Text shown:
The Pope’s critique goes far beyond unemployment statistics. He warns that AI is creating a new form of digital colonialism in which data itself becomes the raw material of empire. Entire populations, he writes, are being transformed into “rare earths of power” — mined not for minerals but for behavioral information, biometric profiles, consumption patterns and predictive intelligence.
A handful of corporations now possess more behavioral information about humanity than any government in history. They monitor speech, movement, emotion, consumption and political behavior at planetary scale. AI supercharges that power by transforming raw data into predictive control systems — systems capable not merely of understanding populations, but manipulating them.
And as wealth concentrates upward, the social contract below begins to collapse.
Leo warns that a society where only a small fraction of people maintain meaningful employment — despite immense technological abundance — risks “human and cultural impoverishment.” Work, he insists, is not simply economic survival. It is participation in human life itself: purpose, responsibility, relationships and community.
This is precisely what Silicon Valley’s utopian rhetoric ignores.

Data shown:
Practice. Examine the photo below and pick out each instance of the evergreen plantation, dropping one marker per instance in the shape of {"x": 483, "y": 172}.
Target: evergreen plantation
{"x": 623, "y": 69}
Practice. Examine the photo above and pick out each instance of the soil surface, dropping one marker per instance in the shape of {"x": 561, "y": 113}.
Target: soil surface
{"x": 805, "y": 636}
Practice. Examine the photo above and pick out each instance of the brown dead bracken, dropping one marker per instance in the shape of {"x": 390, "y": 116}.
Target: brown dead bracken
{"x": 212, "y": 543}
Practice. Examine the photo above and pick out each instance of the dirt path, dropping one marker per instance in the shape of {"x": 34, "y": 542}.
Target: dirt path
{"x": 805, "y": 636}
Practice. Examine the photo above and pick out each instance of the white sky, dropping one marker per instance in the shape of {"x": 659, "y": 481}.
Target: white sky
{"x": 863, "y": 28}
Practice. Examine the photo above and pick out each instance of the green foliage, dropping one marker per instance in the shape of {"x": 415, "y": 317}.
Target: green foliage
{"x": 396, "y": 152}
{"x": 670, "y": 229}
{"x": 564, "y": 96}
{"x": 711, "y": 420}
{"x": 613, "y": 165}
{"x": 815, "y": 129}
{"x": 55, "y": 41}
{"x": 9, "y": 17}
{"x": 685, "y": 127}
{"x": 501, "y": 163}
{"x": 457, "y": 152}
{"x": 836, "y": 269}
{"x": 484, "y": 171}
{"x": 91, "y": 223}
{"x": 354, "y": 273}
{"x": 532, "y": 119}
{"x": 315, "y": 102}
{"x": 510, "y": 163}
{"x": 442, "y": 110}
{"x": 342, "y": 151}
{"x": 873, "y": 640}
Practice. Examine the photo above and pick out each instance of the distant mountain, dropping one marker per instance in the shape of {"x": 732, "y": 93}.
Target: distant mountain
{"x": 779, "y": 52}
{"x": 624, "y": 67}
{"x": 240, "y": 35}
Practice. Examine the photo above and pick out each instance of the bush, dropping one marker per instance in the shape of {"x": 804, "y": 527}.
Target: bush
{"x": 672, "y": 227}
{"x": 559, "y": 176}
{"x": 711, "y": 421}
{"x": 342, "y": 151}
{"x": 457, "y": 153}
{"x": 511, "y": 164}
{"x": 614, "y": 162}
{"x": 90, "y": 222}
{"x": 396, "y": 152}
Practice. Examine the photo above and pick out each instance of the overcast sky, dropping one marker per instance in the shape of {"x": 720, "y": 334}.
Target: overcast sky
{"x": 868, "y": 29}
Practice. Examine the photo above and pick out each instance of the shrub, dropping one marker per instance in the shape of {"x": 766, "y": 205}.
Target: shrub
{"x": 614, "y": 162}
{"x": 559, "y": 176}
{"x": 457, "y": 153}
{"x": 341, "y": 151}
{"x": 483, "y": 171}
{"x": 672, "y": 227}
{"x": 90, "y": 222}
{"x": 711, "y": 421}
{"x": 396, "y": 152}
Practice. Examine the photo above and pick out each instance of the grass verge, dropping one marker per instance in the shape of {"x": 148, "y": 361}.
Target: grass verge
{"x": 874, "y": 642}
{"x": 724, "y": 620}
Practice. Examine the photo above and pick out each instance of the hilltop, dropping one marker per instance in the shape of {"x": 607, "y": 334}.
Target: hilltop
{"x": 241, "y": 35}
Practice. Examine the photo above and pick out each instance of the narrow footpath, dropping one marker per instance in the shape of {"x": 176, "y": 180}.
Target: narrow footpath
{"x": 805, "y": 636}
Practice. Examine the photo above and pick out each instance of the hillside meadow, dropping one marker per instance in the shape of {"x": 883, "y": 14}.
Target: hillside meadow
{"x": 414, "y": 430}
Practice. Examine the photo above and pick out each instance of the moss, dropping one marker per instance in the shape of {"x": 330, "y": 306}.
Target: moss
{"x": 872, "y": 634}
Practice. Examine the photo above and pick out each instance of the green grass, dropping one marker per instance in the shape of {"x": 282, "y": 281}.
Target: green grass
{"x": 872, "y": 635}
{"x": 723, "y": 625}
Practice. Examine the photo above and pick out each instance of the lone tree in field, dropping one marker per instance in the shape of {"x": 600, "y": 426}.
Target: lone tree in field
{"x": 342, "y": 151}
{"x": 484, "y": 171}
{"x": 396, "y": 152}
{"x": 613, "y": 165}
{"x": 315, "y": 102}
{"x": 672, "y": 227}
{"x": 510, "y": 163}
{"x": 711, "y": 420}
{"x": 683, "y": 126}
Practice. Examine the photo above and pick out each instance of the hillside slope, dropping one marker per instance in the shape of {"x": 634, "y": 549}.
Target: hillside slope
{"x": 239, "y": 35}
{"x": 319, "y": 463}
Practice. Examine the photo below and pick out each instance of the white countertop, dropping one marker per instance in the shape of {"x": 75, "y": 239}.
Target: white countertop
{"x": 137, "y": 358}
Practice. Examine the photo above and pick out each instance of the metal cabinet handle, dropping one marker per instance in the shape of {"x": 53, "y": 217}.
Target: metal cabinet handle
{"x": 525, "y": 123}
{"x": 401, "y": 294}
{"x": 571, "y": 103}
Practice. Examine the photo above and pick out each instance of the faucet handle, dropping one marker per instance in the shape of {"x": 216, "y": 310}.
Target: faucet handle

Study questions:
(a) In the passage on the Pope's critique of AI, reproduce word for word the stretch from "Leo warns that" through "utopian rhetoric ignores.".
(b) In the passage on the Pope's critique of AI, what phrase does he use for the populations being mined for behavioral information?

Written answers:
(a)
Leo warns that a society where only a small fraction of people maintain meaningful employment — despite immense technological abundance — risks “human and cultural impoverishment.” Work, he insists, is not simply economic survival. It is participation in human life itself: purpose, responsibility, relationships and community.
This is precisely what Silicon Valley’s utopian rhetoric ignores.

(b) He calls them "rare earths of power."